▶ [PROBLEM DETAILS]: The entries follow. Print each one exactly.

*** GIVEN INFORMATION Section Begins ***

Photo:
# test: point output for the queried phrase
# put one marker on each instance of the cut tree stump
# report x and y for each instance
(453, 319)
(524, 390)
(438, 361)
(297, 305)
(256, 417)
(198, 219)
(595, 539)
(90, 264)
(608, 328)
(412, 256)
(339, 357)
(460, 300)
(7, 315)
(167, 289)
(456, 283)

*** GIVEN INFORMATION Section Ends ***

▶ [OUTPUT OF THE TASK]:
Photo:
# test: point output for the queried phrase
# put one marker on each instance of the cut tree stump
# report x and y for each instance
(453, 319)
(524, 390)
(438, 361)
(297, 305)
(256, 417)
(198, 219)
(595, 539)
(90, 264)
(608, 328)
(412, 256)
(339, 357)
(460, 300)
(7, 315)
(167, 289)
(456, 283)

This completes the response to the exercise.